### Data extracts
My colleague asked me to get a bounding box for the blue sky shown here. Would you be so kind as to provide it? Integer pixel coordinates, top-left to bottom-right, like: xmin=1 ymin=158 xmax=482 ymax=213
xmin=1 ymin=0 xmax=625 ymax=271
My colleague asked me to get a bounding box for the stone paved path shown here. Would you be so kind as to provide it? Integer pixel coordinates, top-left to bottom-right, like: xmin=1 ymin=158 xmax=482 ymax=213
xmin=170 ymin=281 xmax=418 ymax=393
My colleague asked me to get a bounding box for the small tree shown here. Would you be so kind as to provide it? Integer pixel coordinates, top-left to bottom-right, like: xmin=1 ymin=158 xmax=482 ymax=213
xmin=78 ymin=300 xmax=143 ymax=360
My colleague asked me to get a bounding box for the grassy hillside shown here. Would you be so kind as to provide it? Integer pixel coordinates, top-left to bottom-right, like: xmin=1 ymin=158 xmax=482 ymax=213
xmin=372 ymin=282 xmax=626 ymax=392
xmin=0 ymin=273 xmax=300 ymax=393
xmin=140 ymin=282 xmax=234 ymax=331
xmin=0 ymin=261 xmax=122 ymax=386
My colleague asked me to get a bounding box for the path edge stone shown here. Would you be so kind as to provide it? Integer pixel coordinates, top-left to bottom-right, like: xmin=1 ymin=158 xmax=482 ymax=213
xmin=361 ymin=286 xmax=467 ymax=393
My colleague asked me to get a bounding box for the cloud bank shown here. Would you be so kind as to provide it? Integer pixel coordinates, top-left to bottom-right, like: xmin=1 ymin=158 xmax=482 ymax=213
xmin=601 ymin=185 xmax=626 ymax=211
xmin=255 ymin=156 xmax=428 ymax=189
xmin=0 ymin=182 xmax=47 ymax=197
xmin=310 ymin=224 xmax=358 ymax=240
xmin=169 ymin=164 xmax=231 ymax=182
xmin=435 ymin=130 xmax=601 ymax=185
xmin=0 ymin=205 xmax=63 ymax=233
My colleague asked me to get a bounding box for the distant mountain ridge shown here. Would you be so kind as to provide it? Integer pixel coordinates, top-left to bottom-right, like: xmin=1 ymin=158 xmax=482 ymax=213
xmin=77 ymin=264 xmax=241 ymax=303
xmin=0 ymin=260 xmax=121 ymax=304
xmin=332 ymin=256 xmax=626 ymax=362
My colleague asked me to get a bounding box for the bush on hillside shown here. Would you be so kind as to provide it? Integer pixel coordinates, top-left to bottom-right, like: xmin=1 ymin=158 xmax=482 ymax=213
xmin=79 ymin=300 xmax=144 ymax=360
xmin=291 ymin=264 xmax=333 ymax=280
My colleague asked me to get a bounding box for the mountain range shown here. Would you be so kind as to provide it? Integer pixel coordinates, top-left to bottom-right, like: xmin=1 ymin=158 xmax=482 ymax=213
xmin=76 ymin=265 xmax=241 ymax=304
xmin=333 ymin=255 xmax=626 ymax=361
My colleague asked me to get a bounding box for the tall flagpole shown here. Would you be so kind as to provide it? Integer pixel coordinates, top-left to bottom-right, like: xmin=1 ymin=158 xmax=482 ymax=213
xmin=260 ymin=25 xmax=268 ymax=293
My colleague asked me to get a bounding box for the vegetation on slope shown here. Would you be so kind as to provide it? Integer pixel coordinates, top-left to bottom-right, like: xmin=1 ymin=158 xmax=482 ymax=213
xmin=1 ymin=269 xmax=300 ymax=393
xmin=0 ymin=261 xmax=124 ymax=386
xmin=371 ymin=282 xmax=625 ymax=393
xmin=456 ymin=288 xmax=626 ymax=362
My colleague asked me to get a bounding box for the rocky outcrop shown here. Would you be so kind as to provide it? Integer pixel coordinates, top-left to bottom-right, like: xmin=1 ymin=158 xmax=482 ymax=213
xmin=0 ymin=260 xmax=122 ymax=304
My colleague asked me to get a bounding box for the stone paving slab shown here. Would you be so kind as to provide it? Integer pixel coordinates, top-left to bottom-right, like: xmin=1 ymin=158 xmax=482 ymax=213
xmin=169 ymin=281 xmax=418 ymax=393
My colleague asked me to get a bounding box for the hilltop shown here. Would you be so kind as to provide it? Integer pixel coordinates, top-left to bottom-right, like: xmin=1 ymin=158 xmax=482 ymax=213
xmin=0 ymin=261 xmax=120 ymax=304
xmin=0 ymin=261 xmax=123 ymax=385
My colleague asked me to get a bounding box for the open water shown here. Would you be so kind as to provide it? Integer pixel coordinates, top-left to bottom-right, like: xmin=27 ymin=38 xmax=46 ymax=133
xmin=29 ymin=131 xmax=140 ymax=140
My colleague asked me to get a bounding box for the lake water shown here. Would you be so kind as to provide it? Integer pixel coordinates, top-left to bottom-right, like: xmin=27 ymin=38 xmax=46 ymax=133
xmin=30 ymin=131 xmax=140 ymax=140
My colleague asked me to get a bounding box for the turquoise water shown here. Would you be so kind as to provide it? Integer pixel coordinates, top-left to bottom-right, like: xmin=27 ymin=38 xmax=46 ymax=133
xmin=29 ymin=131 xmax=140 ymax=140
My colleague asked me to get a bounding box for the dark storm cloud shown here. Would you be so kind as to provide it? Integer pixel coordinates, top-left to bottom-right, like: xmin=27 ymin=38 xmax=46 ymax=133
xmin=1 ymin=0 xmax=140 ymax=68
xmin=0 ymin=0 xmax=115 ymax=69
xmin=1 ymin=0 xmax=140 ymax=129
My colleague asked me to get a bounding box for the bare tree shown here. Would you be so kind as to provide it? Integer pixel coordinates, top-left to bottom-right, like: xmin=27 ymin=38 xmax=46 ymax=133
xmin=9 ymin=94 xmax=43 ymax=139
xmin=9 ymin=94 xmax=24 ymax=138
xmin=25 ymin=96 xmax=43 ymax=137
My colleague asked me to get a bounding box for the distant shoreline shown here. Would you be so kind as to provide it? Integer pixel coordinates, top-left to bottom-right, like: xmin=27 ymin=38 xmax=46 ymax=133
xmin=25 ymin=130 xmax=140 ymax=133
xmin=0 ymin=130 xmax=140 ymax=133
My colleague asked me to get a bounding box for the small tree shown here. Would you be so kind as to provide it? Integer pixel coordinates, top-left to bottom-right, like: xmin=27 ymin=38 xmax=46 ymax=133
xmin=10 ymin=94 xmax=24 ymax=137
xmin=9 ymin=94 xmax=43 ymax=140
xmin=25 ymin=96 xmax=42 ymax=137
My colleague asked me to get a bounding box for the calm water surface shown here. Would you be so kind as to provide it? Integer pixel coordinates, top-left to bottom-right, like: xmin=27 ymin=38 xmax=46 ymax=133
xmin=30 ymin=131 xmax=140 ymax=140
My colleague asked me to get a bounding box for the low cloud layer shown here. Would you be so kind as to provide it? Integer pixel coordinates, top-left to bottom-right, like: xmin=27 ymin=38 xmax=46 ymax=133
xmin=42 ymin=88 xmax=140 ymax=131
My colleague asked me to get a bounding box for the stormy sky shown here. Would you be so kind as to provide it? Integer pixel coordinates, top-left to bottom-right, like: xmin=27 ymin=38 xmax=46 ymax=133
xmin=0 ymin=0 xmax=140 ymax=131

### How to complete this task
Each of the entries must be set down again exactly.

### Task solution
My colleague asked me to get a bounding box for the blue sky shown here. Would you be so kind as to provide it? Integer pixel coordinates, top-left to bottom-right, like: xmin=1 ymin=158 xmax=482 ymax=213
xmin=1 ymin=0 xmax=625 ymax=271
My colleague asked me to get a bounding box for the stone paved path shown here. Would you be so kind as to provide it? Integer pixel coordinates, top-left to bottom-right, like: xmin=1 ymin=158 xmax=482 ymax=213
xmin=170 ymin=281 xmax=418 ymax=393
My colleague asked me to get a bounding box for the small tree shown here. Would you be so kind as to provide it? Integer pixel coordinates, top-left to bottom-right, like: xmin=1 ymin=158 xmax=482 ymax=213
xmin=78 ymin=300 xmax=143 ymax=360
My colleague asked me to get a bounding box for the grassy hillside shown here. Would you be so kind as to provide it? Integer pixel coordinates, top-left to bottom-right, like: xmin=1 ymin=158 xmax=482 ymax=213
xmin=372 ymin=282 xmax=626 ymax=392
xmin=0 ymin=273 xmax=300 ymax=393
xmin=140 ymin=282 xmax=234 ymax=331
xmin=0 ymin=261 xmax=122 ymax=386
My colleague asked me to get a bounding box for the path edge stone shown here. Would you be so kind as to provide it? Integer pixel coordinates, top-left to bottom-right, like: xmin=1 ymin=158 xmax=482 ymax=213
xmin=361 ymin=286 xmax=467 ymax=393
My colleague asked me to get a bounding box for the cloud bank shown here. Would you be so kind as to provide it? Integer pixel coordinates, top-left to bottom-right, like: xmin=1 ymin=158 xmax=482 ymax=213
xmin=601 ymin=185 xmax=626 ymax=211
xmin=255 ymin=156 xmax=428 ymax=189
xmin=0 ymin=182 xmax=47 ymax=197
xmin=310 ymin=224 xmax=358 ymax=240
xmin=169 ymin=164 xmax=231 ymax=182
xmin=435 ymin=130 xmax=601 ymax=185
xmin=0 ymin=205 xmax=63 ymax=233
My colleague asked me to get a bounding box for the distant mountain ridge shown here. Would you be so kind as to provide it? Integer pixel coordinates, top-left to bottom-right, like: xmin=1 ymin=158 xmax=482 ymax=213
xmin=77 ymin=264 xmax=241 ymax=303
xmin=0 ymin=260 xmax=121 ymax=304
xmin=332 ymin=256 xmax=626 ymax=362
My colleague asked me to get a bounding box for the bush on hillside shown here. Would you be so kind as to provide it? Integer pixel coordinates, top-left to bottom-right, like: xmin=1 ymin=158 xmax=482 ymax=213
xmin=79 ymin=300 xmax=144 ymax=360
xmin=291 ymin=264 xmax=333 ymax=280
My colleague asked me to get a bounding box for the mountain range shown here. Would you be so kind as to provide it? Integer pixel coordinates, top-left to bottom-right, like: xmin=1 ymin=158 xmax=482 ymax=213
xmin=76 ymin=265 xmax=241 ymax=304
xmin=333 ymin=255 xmax=626 ymax=361
My colleague asked me to get a bounding box for the tall flagpole shown here. Would you be so kind as to provide it? Integer pixel coordinates, top-left to bottom-right, like: xmin=1 ymin=158 xmax=482 ymax=213
xmin=260 ymin=25 xmax=268 ymax=293
My colleague asked me to get a bounding box for the vegetation on slope shown here. Would you be so kind as to provide it? Integer pixel coordinates, top-left to bottom-right, like: xmin=1 ymin=158 xmax=482 ymax=213
xmin=1 ymin=269 xmax=300 ymax=393
xmin=0 ymin=261 xmax=124 ymax=386
xmin=371 ymin=282 xmax=625 ymax=393
xmin=456 ymin=288 xmax=626 ymax=362
My colleague asked me to get a bounding box for the rocky outcrop shown here. Would you be so kind as to provide it? Integer pixel coordinates, top-left to bottom-right, like: xmin=1 ymin=158 xmax=482 ymax=213
xmin=0 ymin=260 xmax=122 ymax=304
My colleague asked me to get a bounding box for the stone paving slab shown here. Would you be so kind as to provide it? Integer pixel coordinates, top-left to bottom-right, like: xmin=1 ymin=158 xmax=482 ymax=213
xmin=169 ymin=281 xmax=418 ymax=393
My colleague asked me to get a bounding box for the hilltop shown here. Would you be so kind as to provide it? Integer pixel coordinates, top-left to bottom-right, like: xmin=1 ymin=158 xmax=482 ymax=213
xmin=0 ymin=261 xmax=120 ymax=304
xmin=0 ymin=261 xmax=123 ymax=385
My colleague asked me to get a bounding box for the open water shown here. Would you be so kind as to provide it? Integer pixel coordinates, top-left to bottom-right, like: xmin=27 ymin=38 xmax=46 ymax=133
xmin=29 ymin=131 xmax=140 ymax=140
My colleague asked me to get a bounding box for the lake water shown here. Would you be so kind as to provide it? Integer pixel coordinates, top-left to bottom-right, like: xmin=27 ymin=38 xmax=46 ymax=133
xmin=30 ymin=131 xmax=140 ymax=140
My colleague asked me to get a bounding box for the turquoise water shown here. Would you be so kind as to provide it? Integer pixel coordinates, top-left to bottom-right, like: xmin=27 ymin=38 xmax=46 ymax=133
xmin=29 ymin=131 xmax=140 ymax=140
My colleague asked me to get a bounding box for the dark storm cloud shown here. Would you be so kind as to provide it? Integer pixel coordinates, top-left to bottom-right, like: xmin=27 ymin=38 xmax=46 ymax=133
xmin=1 ymin=0 xmax=140 ymax=68
xmin=0 ymin=0 xmax=115 ymax=69
xmin=1 ymin=0 xmax=140 ymax=129
My colleague asked me to get a bounding box for the bare tree shown here. Would you be so kind as to provide it? Integer pixel coordinates, top-left to bottom-right, like: xmin=27 ymin=38 xmax=46 ymax=133
xmin=9 ymin=94 xmax=43 ymax=139
xmin=9 ymin=94 xmax=24 ymax=138
xmin=25 ymin=96 xmax=43 ymax=137
My colleague asked me to get a bounding box for the distant shoreline shown here. Would you be so kind as to provide it? Integer pixel coordinates, top-left to bottom-right, like: xmin=27 ymin=38 xmax=46 ymax=133
xmin=25 ymin=130 xmax=140 ymax=133
xmin=0 ymin=130 xmax=140 ymax=133
My colleague asked me to get a bounding box for the small tree shown here. Would you be so kind as to provide it? Integer pixel coordinates, top-left to bottom-right, like: xmin=27 ymin=38 xmax=46 ymax=133
xmin=10 ymin=94 xmax=24 ymax=137
xmin=9 ymin=94 xmax=43 ymax=140
xmin=25 ymin=96 xmax=42 ymax=137
My colleague asked me to get a bounding box for the calm water surface shown here. Would you be so kind as to provide it? Integer pixel coordinates, top-left to bottom-right, like: xmin=27 ymin=38 xmax=46 ymax=133
xmin=30 ymin=131 xmax=140 ymax=140
My colleague asked me to get a bounding box for the low cloud layer shown here. Would you be so kind as to provide it? Integer pixel coordinates, top-left to bottom-right, like: xmin=27 ymin=38 xmax=46 ymax=133
xmin=42 ymin=88 xmax=140 ymax=131
My colleague asked me to get a bounding box for the stormy sky shown here. Would you be so kind as to provide it? Integer pixel coordinates, top-left to bottom-right, like: xmin=27 ymin=38 xmax=46 ymax=133
xmin=0 ymin=0 xmax=140 ymax=131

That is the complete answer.